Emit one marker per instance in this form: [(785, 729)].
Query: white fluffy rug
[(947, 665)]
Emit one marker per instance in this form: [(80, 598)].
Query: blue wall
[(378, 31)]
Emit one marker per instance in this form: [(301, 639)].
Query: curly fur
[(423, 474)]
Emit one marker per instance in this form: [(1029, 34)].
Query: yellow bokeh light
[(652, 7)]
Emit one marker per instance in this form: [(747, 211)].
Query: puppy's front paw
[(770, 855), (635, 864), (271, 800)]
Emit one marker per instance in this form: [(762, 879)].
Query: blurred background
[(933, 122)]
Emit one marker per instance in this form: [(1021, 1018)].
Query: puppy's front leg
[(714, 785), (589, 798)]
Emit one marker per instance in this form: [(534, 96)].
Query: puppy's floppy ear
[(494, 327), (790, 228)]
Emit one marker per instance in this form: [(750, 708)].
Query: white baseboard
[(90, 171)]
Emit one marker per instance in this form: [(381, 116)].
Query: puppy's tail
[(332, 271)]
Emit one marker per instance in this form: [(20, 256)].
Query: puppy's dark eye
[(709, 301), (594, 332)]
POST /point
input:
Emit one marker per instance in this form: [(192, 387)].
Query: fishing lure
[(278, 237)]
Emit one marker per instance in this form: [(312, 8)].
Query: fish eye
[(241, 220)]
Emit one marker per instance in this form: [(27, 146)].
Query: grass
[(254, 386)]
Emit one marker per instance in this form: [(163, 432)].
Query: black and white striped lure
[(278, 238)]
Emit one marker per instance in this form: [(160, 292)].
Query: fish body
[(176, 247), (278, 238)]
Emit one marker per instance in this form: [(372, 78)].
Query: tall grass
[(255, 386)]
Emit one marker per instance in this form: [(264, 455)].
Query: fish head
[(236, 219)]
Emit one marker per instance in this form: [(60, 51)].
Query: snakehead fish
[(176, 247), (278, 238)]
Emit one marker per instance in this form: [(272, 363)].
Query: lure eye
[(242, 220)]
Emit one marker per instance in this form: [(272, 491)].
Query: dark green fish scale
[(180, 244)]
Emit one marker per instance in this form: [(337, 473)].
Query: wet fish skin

· · ·

■ JOB ■
Lay out all of the material above as a numbered list with one line per entry, leaving out any blank lines.

■ FINAL ANSWER ■
1. Emit one marker per instance in this form: [(785, 729)].
2. Query: white fluffy rug
3. [(947, 665)]
4. Emit one marker per instance in this form: [(80, 598)].
5. Query: blue wall
6. [(378, 31)]
7. Emit one marker per instance in this form: [(301, 639)].
8. Query: curly fur
9. [(423, 474)]
10. Emit one marker per instance in this form: [(1029, 34)].
11. Query: yellow bokeh light
12. [(652, 7)]
13. Emit one marker per instance in this form: [(747, 211)].
14. Query: puppy's front paw
15. [(770, 855), (635, 864), (271, 800)]
16. Emit one marker per instance in this form: [(762, 879)].
17. Query: blurred background
18. [(933, 122)]
19. Emit one marker per instance in this form: [(1021, 1018)].
20. Query: puppy's front leg
21. [(714, 785), (589, 798)]
22. Emit one marker per instance in this form: [(534, 96)].
23. Query: puppy's floppy ear
24. [(494, 327), (790, 228)]
25. Emit one marker per instance in this form: [(750, 708)].
26. Query: white baseboard
27. [(90, 171)]
28. Emit one marker per instance in this form: [(381, 116)].
29. Query: puppy's tail
30. [(332, 271)]
31. Emit one marker per instance in this form: [(20, 256)].
32. Query: puppy's dark eye
33. [(709, 301), (594, 332)]
34. POST /point
35. input:
36. Emit one marker per instance in this form: [(192, 387)].
37. Query: fishing lure
38. [(278, 237)]
39. Emit one marker per instance in this form: [(312, 8)].
40. Query: fish eye
41. [(241, 220)]
42. Emit one marker per instance in this form: [(27, 146)].
43. Query: grass
44. [(254, 386)]
45. Emit one marker per instance in this form: [(163, 432)].
46. Query: black and white striped lure
47. [(278, 238)]
48. Emit one marker per instance in this form: [(160, 292)].
49. Query: fish body
50. [(176, 247), (278, 238)]
51. Emit one marker per instance in this form: [(372, 78)].
52. Query: tall grass
53. [(255, 386)]
54. Emit one marker per instance in this form: [(264, 455)].
55. Query: fish head
56. [(236, 219)]
57. Emit one marker per instance in this form: [(60, 51)].
58. Query: snakehead fish
59. [(176, 247), (278, 238)]
60. Emit one marker per instance in this form: [(272, 363)].
61. Query: lure eye
62. [(242, 220)]
63. Emit one marker per instance in this form: [(272, 491)].
64. Query: dark green fish scale
65. [(180, 244)]
66. Emit one marker per instance in this form: [(337, 473)].
67. Query: wet fish skin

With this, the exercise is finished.